What the task requires
Pull out each line in the entries below that contains the word "seawall".

(Excerpts from a point labeling dataset)
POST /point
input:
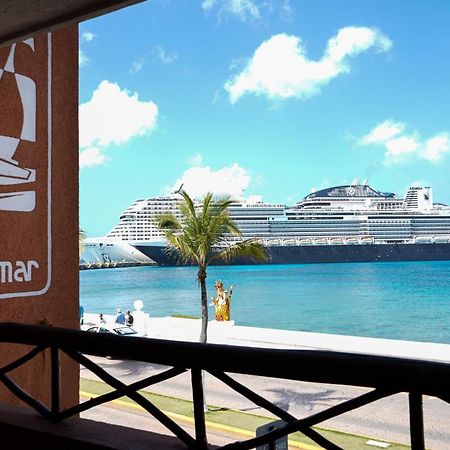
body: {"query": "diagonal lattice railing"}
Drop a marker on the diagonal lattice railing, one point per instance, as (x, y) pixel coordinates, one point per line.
(385, 375)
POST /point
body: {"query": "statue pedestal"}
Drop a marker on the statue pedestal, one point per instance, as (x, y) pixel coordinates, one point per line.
(221, 323)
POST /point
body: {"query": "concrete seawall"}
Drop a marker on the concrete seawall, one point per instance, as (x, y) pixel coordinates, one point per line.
(228, 333)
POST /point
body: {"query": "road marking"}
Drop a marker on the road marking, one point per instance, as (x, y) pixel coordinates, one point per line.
(190, 420)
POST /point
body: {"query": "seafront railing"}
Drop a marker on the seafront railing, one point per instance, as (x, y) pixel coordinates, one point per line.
(385, 375)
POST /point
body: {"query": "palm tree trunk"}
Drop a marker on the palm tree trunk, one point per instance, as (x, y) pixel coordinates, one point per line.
(202, 279)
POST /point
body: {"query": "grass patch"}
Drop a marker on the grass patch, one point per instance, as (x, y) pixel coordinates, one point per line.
(240, 422)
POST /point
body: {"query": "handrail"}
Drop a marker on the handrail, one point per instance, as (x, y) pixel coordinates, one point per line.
(406, 375)
(387, 375)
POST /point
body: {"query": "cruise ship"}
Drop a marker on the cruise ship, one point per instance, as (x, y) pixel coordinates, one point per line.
(350, 223)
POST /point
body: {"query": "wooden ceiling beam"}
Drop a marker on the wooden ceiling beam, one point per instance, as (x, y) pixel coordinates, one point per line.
(21, 19)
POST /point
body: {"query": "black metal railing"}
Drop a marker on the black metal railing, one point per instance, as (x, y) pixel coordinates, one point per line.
(385, 375)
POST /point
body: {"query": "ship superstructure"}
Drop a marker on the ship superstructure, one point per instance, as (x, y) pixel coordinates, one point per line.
(333, 219)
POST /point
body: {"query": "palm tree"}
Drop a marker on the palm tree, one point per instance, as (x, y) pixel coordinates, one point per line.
(201, 236)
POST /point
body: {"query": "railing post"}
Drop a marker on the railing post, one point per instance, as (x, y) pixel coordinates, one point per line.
(199, 412)
(416, 421)
(55, 381)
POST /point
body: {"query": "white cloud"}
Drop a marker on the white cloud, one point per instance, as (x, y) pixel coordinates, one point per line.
(83, 60)
(280, 68)
(87, 36)
(114, 116)
(383, 132)
(243, 9)
(163, 56)
(195, 160)
(91, 156)
(401, 146)
(198, 181)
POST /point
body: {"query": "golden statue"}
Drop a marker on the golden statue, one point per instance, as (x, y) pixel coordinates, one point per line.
(222, 302)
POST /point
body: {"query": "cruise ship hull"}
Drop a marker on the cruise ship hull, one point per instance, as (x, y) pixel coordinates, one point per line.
(302, 254)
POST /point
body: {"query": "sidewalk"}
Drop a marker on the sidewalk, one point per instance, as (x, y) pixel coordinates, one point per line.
(180, 329)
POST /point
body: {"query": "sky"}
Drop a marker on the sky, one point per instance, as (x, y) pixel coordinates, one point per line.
(270, 98)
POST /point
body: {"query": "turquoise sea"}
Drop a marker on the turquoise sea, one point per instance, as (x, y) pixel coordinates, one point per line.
(409, 300)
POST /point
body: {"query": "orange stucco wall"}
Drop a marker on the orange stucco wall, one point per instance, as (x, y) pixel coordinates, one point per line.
(39, 199)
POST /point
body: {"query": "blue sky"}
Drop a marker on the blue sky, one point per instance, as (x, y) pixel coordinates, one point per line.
(272, 97)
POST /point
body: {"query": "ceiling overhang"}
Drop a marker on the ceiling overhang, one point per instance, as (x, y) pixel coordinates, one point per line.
(20, 19)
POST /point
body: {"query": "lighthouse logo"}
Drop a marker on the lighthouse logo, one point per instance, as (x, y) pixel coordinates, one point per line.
(15, 129)
(25, 168)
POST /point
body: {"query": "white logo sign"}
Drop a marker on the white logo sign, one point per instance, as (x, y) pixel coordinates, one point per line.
(11, 171)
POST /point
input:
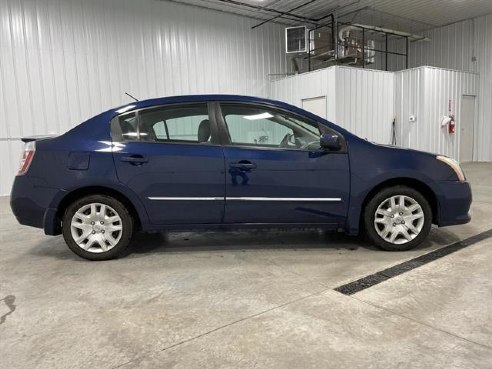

Response
body: {"query": "concrete seawall"}
Drop a marker on the concrete seawall, one point per instance, as (x, y) pixel coordinates, one point per line.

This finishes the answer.